▶ DIRECTION:
Turn every line of the listing below into a Markdown table with two columns, Row and Line, numbering the rows and skipping any blank lines. Leave the pictures out.

▶ SUPPLIED RECORDS:
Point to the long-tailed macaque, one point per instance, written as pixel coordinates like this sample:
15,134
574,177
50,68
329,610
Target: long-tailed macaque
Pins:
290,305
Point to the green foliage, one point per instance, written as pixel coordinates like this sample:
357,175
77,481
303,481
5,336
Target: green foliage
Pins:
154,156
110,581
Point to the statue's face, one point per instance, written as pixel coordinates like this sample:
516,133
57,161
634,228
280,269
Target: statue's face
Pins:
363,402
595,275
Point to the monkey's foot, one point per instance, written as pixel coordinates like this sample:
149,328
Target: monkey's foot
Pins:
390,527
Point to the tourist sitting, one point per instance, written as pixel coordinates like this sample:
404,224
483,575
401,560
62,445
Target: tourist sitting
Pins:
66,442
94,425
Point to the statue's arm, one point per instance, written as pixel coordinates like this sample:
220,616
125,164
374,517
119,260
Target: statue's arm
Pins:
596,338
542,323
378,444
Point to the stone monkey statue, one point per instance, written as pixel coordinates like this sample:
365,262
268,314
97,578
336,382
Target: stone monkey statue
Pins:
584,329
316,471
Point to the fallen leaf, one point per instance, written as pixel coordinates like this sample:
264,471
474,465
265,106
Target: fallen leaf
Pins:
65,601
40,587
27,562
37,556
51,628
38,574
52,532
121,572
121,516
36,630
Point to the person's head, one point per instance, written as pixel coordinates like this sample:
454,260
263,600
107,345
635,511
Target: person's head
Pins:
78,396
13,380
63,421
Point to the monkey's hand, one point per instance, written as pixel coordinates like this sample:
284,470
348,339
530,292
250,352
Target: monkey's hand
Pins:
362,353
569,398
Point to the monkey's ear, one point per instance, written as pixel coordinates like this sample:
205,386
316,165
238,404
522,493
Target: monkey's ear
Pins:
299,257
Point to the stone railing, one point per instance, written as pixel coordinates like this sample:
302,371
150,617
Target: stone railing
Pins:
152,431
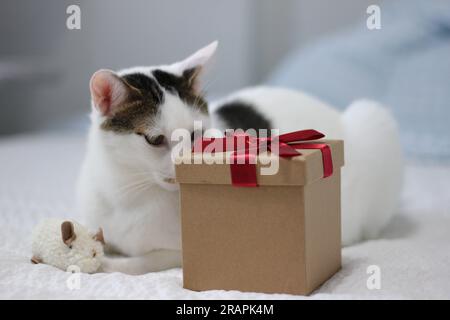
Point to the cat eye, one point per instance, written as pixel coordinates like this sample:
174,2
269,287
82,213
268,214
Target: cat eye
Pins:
154,140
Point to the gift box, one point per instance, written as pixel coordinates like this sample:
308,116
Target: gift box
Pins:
248,231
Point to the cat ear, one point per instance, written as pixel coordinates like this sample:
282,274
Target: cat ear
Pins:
193,65
108,91
67,232
99,236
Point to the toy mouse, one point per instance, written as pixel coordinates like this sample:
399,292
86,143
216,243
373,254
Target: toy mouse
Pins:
64,243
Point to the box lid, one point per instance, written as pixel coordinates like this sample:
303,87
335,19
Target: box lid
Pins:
299,170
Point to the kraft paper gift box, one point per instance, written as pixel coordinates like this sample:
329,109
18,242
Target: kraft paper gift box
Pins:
281,236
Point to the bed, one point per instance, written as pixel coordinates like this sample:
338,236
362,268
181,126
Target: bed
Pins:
37,178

▶ FULL ANSWER:
| Row | Line |
|---|---|
| 1 | Point to the long-tailed macaque, one point per instance, written as pixel coordinates like this sample: |
| 2 | 15,134 |
| 3 | 574,177 |
| 4 | 50,68 |
| 5 | 329,610 |
| 6 | Target: long-tailed macaque |
| 7 | Pins: |
| 8 | 290,305 |
| 9 | Point to the green foliage, one point per instance, written as pixel coordinates like this sample: |
| 10 | 357,175 |
| 11 | 77,481 |
| 12 | 303,481 |
| 13 | 5,336 |
| 14 | Target: green foliage |
| 15 | Pins: |
| 16 | 154,156 |
| 17 | 110,581 |
| 18 | Point to the statue's face, one point per instance, written as pixel coordinates like this sample: |
| 19 | 516,133 |
| 20 | 57,161 |
| 21 | 634,228 |
| 22 | 280,269 |
| 23 | Target: statue's face |
| 24 | Pins: |
| 25 | 363,402 |
| 26 | 595,275 |
| 27 | Point to the monkey's foot, one point per instance, written as pixel coordinates like this sample: |
| 28 | 149,328 |
| 29 | Target: monkey's foot |
| 30 | Pins: |
| 31 | 390,527 |
| 32 | Point to the tourist sitting, one point per instance, written as pixel coordinates like this sample: |
| 33 | 404,224 |
| 34 | 483,575 |
| 35 | 401,560 |
| 36 | 62,445 |
| 37 | Target: tourist sitting |
| 38 | Pins: |
| 39 | 66,442 |
| 40 | 94,425 |
| 41 | Point to the statue's arm, one point per instance, written as pixel coordinates like this sample: |
| 42 | 220,616 |
| 43 | 125,164 |
| 44 | 374,517 |
| 45 | 119,260 |
| 46 | Target: statue's arm |
| 47 | Pins: |
| 48 | 596,338 |
| 49 | 542,323 |
| 50 | 378,444 |
| 51 | Point to the stone monkey statue, one point per instance, written as pixel coordinates like this sample: |
| 52 | 365,262 |
| 53 | 268,314 |
| 54 | 97,578 |
| 55 | 336,382 |
| 56 | Target: stone monkey statue |
| 57 | Pins: |
| 58 | 584,329 |
| 59 | 316,471 |
| 60 | Point to the fallen leaf, one point per instance, written as pixel coordinates like this sample: |
| 61 | 264,471 |
| 62 | 474,465 |
| 63 | 265,106 |
| 64 | Target: fallen leaf |
| 65 | Pins: |
| 66 | 65,601 |
| 67 | 40,587 |
| 68 | 27,562 |
| 69 | 37,556 |
| 70 | 51,628 |
| 71 | 38,574 |
| 72 | 52,532 |
| 73 | 121,572 |
| 74 | 121,516 |
| 75 | 36,630 |
| 76 | Point to the person's head, one point per instance, written as pixel coordinates like this sample: |
| 77 | 454,260 |
| 78 | 263,600 |
| 79 | 107,345 |
| 80 | 635,511 |
| 81 | Target: person's head |
| 82 | Pins: |
| 83 | 78,396 |
| 84 | 13,380 |
| 85 | 63,421 |
| 86 | Point to the monkey's hand, one point per instance, written as pixel coordinates like this sample: |
| 87 | 284,470 |
| 88 | 348,339 |
| 89 | 530,292 |
| 90 | 250,352 |
| 91 | Target: monkey's hand |
| 92 | Pins: |
| 93 | 362,353 |
| 94 | 569,398 |
| 95 | Point to the monkey's ear, one point per instance, written as pixel coordinates like this sample: |
| 96 | 205,386 |
| 97 | 316,165 |
| 98 | 238,404 |
| 99 | 522,493 |
| 100 | Target: monkey's ear |
| 101 | Pins: |
| 102 | 299,257 |
| 103 | Point to the stone railing, one point per instance, written as pixel coordinates like this sample: |
| 104 | 302,371 |
| 105 | 150,617 |
| 106 | Target: stone railing |
| 107 | Pins: |
| 108 | 152,431 |
| 109 | Point to the cat eye, one point per instance, written as pixel coordinates like this sample: |
| 110 | 174,2 |
| 111 | 269,287 |
| 112 | 82,213 |
| 113 | 268,214 |
| 114 | Target: cat eye |
| 115 | Pins: |
| 116 | 154,140 |
| 117 | Point to the gift box, one point per instance, written as pixel coordinates like this sample: |
| 118 | 308,116 |
| 119 | Target: gift box |
| 120 | Pins: |
| 121 | 248,231 |
| 122 | Point to the cat ear, one point per instance, written as pixel coordinates like this sample: |
| 123 | 282,274 |
| 124 | Target: cat ear |
| 125 | Pins: |
| 126 | 193,65 |
| 127 | 108,91 |
| 128 | 67,232 |
| 129 | 99,236 |
| 130 | Point to the toy mouse, one point per instance, written as pixel coordinates like this sample: |
| 131 | 399,292 |
| 132 | 86,143 |
| 133 | 216,243 |
| 134 | 373,254 |
| 135 | Target: toy mouse |
| 136 | Pins: |
| 137 | 64,243 |
| 138 | Point to the box lid, one point per instance, written as pixel coordinates like this sample: |
| 139 | 303,87 |
| 140 | 335,19 |
| 141 | Target: box lid |
| 142 | Pins: |
| 143 | 299,170 |
| 144 | Point to the kraft paper gift box, one point per instance, written as pixel coordinates like this sample: |
| 145 | 329,109 |
| 146 | 18,242 |
| 147 | Target: kraft paper gift box |
| 148 | Pins: |
| 149 | 281,236 |
| 150 | Point to the bed, one point per instance, written as pixel coordinates like this sample: |
| 151 | 338,236 |
| 152 | 362,268 |
| 153 | 181,126 |
| 154 | Target: bed |
| 155 | Pins: |
| 156 | 37,178 |